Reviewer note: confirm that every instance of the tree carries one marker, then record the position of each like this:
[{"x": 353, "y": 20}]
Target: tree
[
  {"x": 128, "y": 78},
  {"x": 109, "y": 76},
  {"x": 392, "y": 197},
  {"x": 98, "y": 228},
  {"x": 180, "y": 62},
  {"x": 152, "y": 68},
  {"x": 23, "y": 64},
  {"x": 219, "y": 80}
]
····················
Tu tarea: Devuelve todos los datos de arriba línea por línea, sin alterar ningún carácter.

Solución desarrollada:
Reviewer note: confirm that every instance of the tree carries one marker, then record the position of each like this:
[{"x": 353, "y": 20}]
Target: tree
[
  {"x": 128, "y": 78},
  {"x": 109, "y": 76},
  {"x": 392, "y": 197},
  {"x": 98, "y": 228},
  {"x": 180, "y": 62},
  {"x": 152, "y": 68},
  {"x": 23, "y": 64},
  {"x": 219, "y": 80}
]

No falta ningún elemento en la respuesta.